**Texto para leitura**.
------------------------------------------------------------

Especial: Os voos e as operações aéreas na região da Floresta Amazônica

Floresta Amazônica Voos Operações Aéreas
Foto: Micael Rocha

O Brasil é realmente grande. Com 8.516.000 km² de área, nosso país figura-se na quinta posição no ranking dos maiores do mundo.

De toda essa área, 40% estão cobertas pela Floresta Amazônica, que ocorre em diversos estados do Norte do Brasil, como Amazonas, Acre, Rondônia, Roraima, Maranhão, Amapá, Tocantins, Mato Grosso e Pará, sendo este último o estado que tive a oportunidade de voar durante algum tempo, conhecendo melhor uma região que outrora só conhecia por livros ou vídeos.

A AVIAÇÃO E A FUNÇÃO SOCIAL INDÍGENA

O Pará é imenso. Sendo o segundo maior estado do país, com 1.248.000 km², perdendo em tamanho apenas para o Amazonas, a Floresta Equatorial Amazônica cobre 77% de sua área com vegetação natural, especialmente nos setores norte, oeste e sul, onde concentra uma grande quantidade de aldeias indígenas, cujo acesso se dá por rios ou apenas por via aérea.

------------------------------------------------------------

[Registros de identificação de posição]
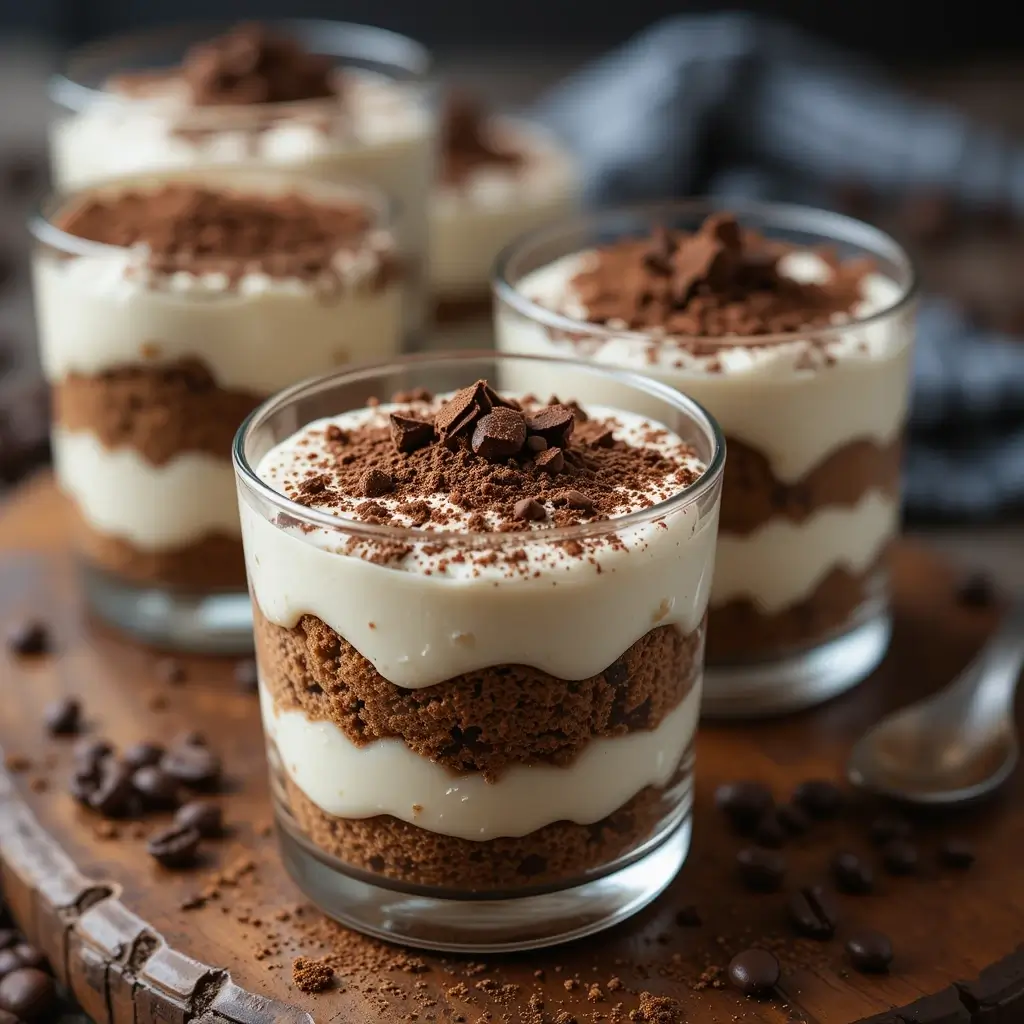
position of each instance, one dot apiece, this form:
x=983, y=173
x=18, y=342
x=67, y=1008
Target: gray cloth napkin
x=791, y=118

------------------------------------------------------------

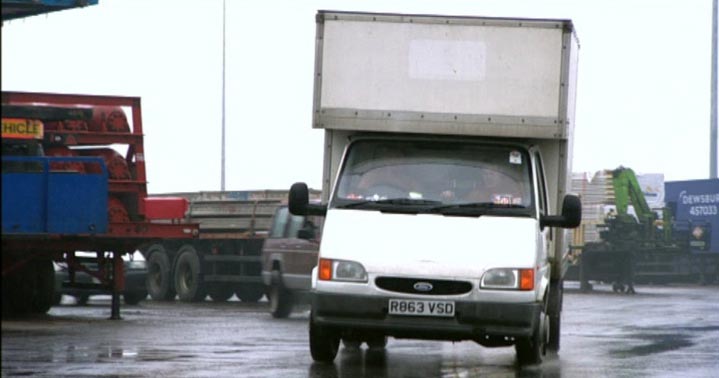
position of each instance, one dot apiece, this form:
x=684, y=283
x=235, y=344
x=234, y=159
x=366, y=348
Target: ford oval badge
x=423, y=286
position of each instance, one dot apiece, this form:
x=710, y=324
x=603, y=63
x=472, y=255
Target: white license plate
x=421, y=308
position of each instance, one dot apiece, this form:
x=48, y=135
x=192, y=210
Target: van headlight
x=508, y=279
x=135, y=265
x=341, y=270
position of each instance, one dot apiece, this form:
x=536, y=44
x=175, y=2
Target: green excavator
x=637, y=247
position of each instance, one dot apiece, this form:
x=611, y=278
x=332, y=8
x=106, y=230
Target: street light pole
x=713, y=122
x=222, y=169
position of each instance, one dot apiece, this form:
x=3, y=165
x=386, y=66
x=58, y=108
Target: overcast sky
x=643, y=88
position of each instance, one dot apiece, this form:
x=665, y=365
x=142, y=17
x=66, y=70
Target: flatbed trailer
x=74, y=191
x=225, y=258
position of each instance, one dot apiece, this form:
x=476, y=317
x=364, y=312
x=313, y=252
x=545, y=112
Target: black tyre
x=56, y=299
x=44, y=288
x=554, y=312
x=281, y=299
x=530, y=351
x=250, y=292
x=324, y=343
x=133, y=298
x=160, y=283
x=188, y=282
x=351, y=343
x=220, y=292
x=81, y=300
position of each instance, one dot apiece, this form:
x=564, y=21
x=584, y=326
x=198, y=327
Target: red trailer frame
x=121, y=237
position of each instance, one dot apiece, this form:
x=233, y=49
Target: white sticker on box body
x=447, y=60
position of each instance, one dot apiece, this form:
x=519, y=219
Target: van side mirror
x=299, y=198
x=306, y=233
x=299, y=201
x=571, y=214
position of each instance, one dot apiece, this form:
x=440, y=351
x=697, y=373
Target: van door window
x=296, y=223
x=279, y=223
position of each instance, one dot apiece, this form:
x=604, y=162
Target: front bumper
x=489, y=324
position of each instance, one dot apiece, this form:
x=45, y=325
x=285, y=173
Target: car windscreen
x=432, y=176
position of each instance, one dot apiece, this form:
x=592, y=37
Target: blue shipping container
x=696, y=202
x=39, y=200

------------------------------------------------------------

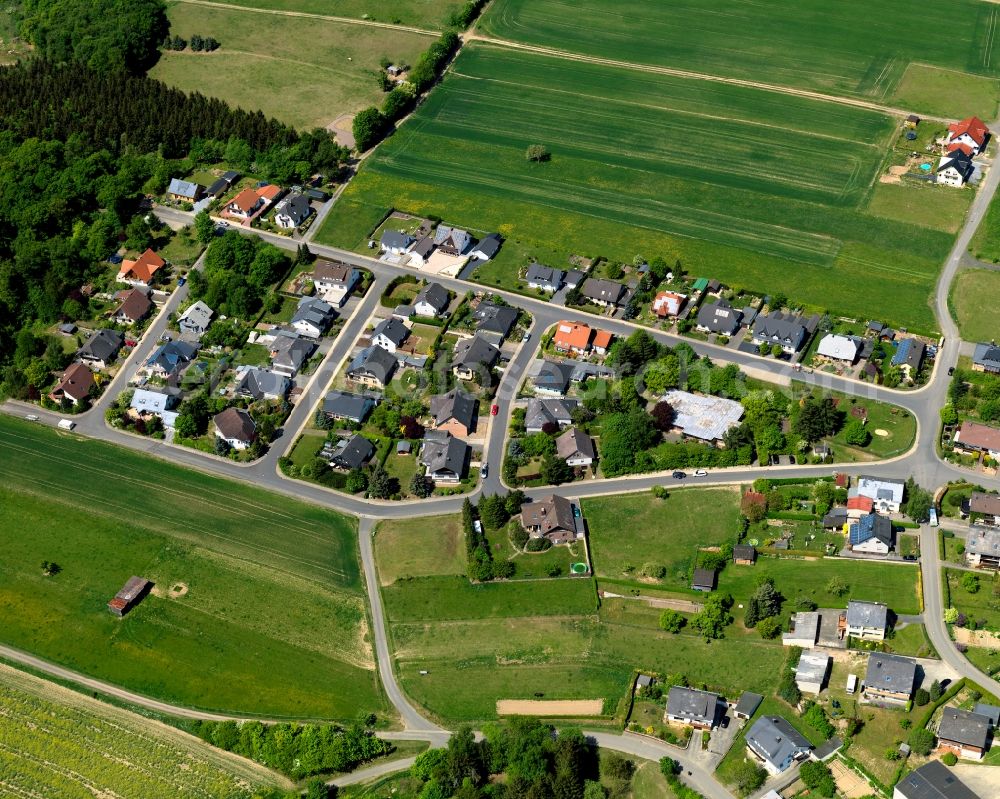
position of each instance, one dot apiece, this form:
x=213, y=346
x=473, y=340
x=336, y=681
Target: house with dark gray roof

------------------------------------------------------------

**Exercício curto 1**. Segundo o texto sobre os voos na Amazônia, como quem escreve passou a conhecer melhor o Pará? Responda em uma a três frases.
**Exercício curto 2**. Transcreva do texto sobre os voos na Amazônia o trecho que começa em "O Pará é imenso." e vai até "por via aérea.".
Os registros não têm relação com o texto.

**Resposta do exercício 1**. Quem escreve passou a conhecer melhor o Pará porque teve a oportunidade de voar no estado durante algum tempo. Antes, só conhecia a região por livros ou vídeos.

**Resposta do exercício 2**.
O Pará é imenso. Sendo o segundo maior estado do país, com 1.248.000 km², perdendo em tamanho apenas para o Amazonas, a Floresta Equatorial Amazônica cobre 77% de sua área com vegetação natural, especialmente nos setores norte, oeste e sul, onde concentra uma grande quantidade de aldeias indígenas, cujo acesso se dá por rios ou apenas por via aérea.